##### Records for the exercise
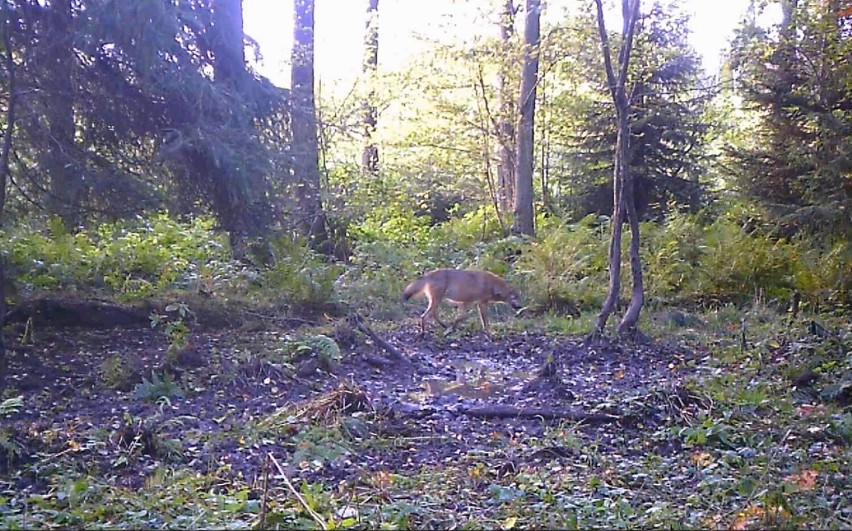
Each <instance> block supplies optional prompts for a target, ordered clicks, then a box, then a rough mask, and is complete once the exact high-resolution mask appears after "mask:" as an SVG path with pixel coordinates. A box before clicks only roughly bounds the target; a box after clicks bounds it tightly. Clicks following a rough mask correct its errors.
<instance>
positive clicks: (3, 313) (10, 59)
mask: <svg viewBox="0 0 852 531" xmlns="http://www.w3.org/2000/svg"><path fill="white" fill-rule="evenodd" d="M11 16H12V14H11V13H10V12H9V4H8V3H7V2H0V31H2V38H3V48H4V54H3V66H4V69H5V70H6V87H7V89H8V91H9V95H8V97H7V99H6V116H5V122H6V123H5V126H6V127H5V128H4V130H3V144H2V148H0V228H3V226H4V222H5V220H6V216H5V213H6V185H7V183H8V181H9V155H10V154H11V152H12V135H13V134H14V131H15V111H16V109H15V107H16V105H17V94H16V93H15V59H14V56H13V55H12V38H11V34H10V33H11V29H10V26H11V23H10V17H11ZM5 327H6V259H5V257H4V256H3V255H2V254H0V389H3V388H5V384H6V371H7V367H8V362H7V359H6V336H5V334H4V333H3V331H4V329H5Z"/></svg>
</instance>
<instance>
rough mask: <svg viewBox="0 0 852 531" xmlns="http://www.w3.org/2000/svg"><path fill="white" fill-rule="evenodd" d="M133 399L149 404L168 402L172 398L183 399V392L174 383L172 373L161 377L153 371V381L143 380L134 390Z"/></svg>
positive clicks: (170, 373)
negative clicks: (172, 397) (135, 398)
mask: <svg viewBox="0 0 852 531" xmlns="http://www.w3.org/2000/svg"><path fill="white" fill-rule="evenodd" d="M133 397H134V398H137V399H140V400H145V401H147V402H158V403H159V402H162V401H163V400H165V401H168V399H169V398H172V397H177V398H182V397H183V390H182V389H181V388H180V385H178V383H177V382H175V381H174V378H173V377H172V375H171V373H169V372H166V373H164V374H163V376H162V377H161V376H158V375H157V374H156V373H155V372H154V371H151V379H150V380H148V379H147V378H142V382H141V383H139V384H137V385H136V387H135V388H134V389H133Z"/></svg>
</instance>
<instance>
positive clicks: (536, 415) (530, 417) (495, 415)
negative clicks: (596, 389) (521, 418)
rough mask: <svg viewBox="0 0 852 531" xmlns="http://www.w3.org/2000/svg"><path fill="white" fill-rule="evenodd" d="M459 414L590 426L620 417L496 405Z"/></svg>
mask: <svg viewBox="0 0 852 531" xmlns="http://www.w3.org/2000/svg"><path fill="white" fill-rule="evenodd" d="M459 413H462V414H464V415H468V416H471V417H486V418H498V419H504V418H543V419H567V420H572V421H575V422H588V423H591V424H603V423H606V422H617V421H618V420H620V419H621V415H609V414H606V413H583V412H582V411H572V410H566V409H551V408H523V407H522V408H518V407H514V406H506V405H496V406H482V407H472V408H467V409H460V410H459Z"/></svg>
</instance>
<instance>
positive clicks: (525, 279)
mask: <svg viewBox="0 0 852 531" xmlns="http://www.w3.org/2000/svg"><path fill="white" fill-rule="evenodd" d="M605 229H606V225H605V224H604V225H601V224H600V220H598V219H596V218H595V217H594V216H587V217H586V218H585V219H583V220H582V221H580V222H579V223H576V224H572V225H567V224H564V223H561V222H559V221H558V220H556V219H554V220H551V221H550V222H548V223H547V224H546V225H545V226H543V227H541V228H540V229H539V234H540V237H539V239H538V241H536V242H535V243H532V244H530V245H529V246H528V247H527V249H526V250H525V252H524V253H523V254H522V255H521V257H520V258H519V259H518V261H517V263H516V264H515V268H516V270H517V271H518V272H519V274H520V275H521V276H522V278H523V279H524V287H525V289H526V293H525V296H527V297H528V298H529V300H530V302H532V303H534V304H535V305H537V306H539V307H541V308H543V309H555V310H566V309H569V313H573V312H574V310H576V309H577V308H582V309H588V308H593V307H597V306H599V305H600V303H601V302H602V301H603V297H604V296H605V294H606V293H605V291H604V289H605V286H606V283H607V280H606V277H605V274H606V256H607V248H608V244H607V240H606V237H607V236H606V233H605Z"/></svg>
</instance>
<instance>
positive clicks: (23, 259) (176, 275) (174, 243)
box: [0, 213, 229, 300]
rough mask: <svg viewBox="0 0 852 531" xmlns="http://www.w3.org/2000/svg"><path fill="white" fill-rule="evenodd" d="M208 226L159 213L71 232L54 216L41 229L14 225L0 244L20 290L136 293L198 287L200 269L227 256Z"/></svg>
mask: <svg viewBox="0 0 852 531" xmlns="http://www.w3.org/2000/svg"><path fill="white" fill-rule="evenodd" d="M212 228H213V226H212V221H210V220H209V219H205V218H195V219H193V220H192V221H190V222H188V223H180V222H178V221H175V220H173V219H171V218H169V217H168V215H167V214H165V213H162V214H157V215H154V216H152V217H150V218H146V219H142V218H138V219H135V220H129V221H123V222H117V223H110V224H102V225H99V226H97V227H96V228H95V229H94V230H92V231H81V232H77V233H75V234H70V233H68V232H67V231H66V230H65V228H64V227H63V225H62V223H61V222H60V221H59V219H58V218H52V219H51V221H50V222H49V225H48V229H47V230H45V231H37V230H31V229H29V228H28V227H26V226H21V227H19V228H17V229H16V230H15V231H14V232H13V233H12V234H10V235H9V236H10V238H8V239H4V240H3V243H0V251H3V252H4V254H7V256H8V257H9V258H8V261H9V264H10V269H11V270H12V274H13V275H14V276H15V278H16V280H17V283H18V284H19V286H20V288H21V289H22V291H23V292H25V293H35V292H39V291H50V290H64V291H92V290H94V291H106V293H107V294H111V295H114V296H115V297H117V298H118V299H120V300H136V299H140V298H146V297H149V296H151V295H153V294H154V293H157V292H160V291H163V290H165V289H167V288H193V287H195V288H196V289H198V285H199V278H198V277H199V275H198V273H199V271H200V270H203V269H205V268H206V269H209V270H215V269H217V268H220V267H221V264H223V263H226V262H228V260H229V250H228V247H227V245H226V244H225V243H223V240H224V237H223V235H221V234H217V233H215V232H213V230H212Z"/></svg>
##########
> [Work item]:
All of the records above are to be copied exactly, minus the pictures.

> [Result of this task]:
Each <instance> block supplies optional prompts for a target, ordered clicks, then a box, then a rough mask, and is complete once the exact high-resolution mask appears after "mask:" as an SVG path with pixel coordinates. A box before clicks only roughly bounds the target; a box after clicks bounds it tightly. Clicks following a rough mask correct its errors.
<instance>
positive clicks: (3, 313) (10, 59)
mask: <svg viewBox="0 0 852 531" xmlns="http://www.w3.org/2000/svg"><path fill="white" fill-rule="evenodd" d="M11 16H12V14H11V13H10V12H9V4H8V3H7V2H0V31H2V38H3V48H4V54H3V66H4V69H5V70H6V87H7V89H8V91H9V95H8V97H7V99H6V116H5V122H6V123H5V126H6V127H5V128H4V130H3V144H2V148H0V228H3V226H4V222H5V220H6V216H5V213H6V185H7V183H8V181H9V155H10V154H11V152H12V135H13V134H14V131H15V111H16V109H15V107H16V105H17V94H16V93H15V59H14V56H13V55H12V38H11V34H10V33H11V29H10V26H11V23H10V17H11ZM5 327H6V259H5V257H4V256H3V255H2V254H0V389H3V388H5V384H6V371H7V367H8V362H7V359H6V336H5V334H4V333H3V331H4V329H5Z"/></svg>
</instance>
<instance>
rough mask: <svg viewBox="0 0 852 531" xmlns="http://www.w3.org/2000/svg"><path fill="white" fill-rule="evenodd" d="M133 399L149 404L168 402L172 398L183 399V392L174 383L172 373L161 377L153 371V381L143 380L134 390Z"/></svg>
positive clicks: (170, 373)
negative clicks: (172, 397) (135, 398)
mask: <svg viewBox="0 0 852 531" xmlns="http://www.w3.org/2000/svg"><path fill="white" fill-rule="evenodd" d="M133 397H134V398H137V399H140V400H145V401H147V402H158V403H159V402H162V401H163V400H165V401H168V399H169V398H172V397H177V398H182V397H183V390H182V389H181V388H180V385H178V383H177V382H175V381H174V378H173V377H172V375H171V373H169V372H166V373H164V374H163V376H162V377H161V376H158V375H157V374H156V373H155V372H154V371H151V379H150V380H148V379H147V378H142V382H141V383H139V384H137V385H136V387H135V388H134V389H133Z"/></svg>
</instance>
<instance>
positive clicks: (536, 415) (530, 417) (495, 415)
negative clicks: (596, 389) (521, 418)
rough mask: <svg viewBox="0 0 852 531" xmlns="http://www.w3.org/2000/svg"><path fill="white" fill-rule="evenodd" d="M459 414L590 426L620 417L496 405Z"/></svg>
mask: <svg viewBox="0 0 852 531" xmlns="http://www.w3.org/2000/svg"><path fill="white" fill-rule="evenodd" d="M459 413H462V414H464V415H468V416H471V417H486V418H498V419H504V418H543V419H567V420H572V421H575V422H588V423H591V424H603V423H606V422H617V421H618V420H620V419H621V415H609V414H606V413H583V412H582V411H572V410H566V409H551V408H523V407H522V408H518V407H514V406H506V405H496V406H482V407H472V408H467V409H460V410H459Z"/></svg>
</instance>
<instance>
positive clicks: (525, 279)
mask: <svg viewBox="0 0 852 531" xmlns="http://www.w3.org/2000/svg"><path fill="white" fill-rule="evenodd" d="M605 229H606V225H605V224H604V225H601V224H600V220H598V219H596V218H595V217H594V216H587V217H586V218H585V219H583V220H582V221H580V222H579V223H576V224H572V225H567V224H564V223H561V222H559V221H558V220H556V219H554V220H551V221H550V222H548V223H547V224H546V225H545V226H543V227H541V228H540V229H539V234H540V237H539V239H538V241H536V242H535V243H532V244H530V245H529V246H528V247H527V249H526V250H525V252H524V253H523V254H522V255H521V257H520V258H519V259H518V261H517V263H516V264H515V268H516V270H517V271H518V272H519V274H520V275H521V276H522V278H523V279H524V287H525V289H526V293H525V296H527V297H528V298H529V300H530V302H532V303H534V304H535V305H537V306H539V307H541V308H543V309H555V310H566V309H569V313H573V312H574V310H576V309H577V308H582V309H588V308H593V307H597V306H599V305H600V303H601V302H602V301H603V297H604V296H605V294H606V293H605V291H604V289H605V286H606V283H607V280H606V277H605V274H606V256H607V248H608V244H607V240H606V237H607V236H606V233H605Z"/></svg>
</instance>
<instance>
positive clicks: (23, 259) (176, 275) (174, 243)
box: [0, 213, 229, 300]
rough mask: <svg viewBox="0 0 852 531" xmlns="http://www.w3.org/2000/svg"><path fill="white" fill-rule="evenodd" d="M208 226L159 213L71 232L54 216L41 229L14 225L0 244L20 290L136 293L198 287L200 269L227 256Z"/></svg>
mask: <svg viewBox="0 0 852 531" xmlns="http://www.w3.org/2000/svg"><path fill="white" fill-rule="evenodd" d="M212 228H213V226H212V221H210V220H209V219H205V218H195V219H193V220H192V221H190V222H188V223H180V222H178V221H175V220H173V219H171V218H169V217H168V215H167V214H165V213H162V214H157V215H154V216H152V217H150V218H146V219H142V218H138V219H135V220H129V221H123V222H117V223H110V224H102V225H99V226H97V227H96V228H95V229H94V230H92V231H81V232H77V233H75V234H70V233H68V232H67V231H66V230H65V228H64V227H63V225H62V223H61V222H60V221H59V219H58V218H52V219H51V221H50V222H49V225H48V229H47V230H45V231H37V230H31V229H29V228H28V227H26V226H21V227H19V228H17V229H16V230H15V231H14V232H13V233H12V234H10V235H9V236H10V238H8V239H4V240H3V243H0V251H3V252H4V254H7V256H8V257H9V258H8V261H9V264H10V269H11V270H12V274H13V275H14V276H15V278H16V280H17V283H18V284H19V286H20V288H21V289H22V291H23V292H25V293H35V292H39V291H50V290H64V291H92V290H94V291H106V293H107V294H111V295H114V296H115V297H117V298H118V299H120V300H136V299H140V298H146V297H149V296H151V295H153V294H154V293H157V292H160V291H163V290H165V289H167V288H193V287H195V288H196V289H198V285H199V278H198V277H199V275H198V273H199V271H200V270H203V269H205V268H206V269H209V270H215V269H217V268H220V267H221V264H223V263H226V262H228V260H229V250H228V247H227V245H226V244H225V243H223V240H224V237H223V235H221V234H217V233H215V232H213V230H212Z"/></svg>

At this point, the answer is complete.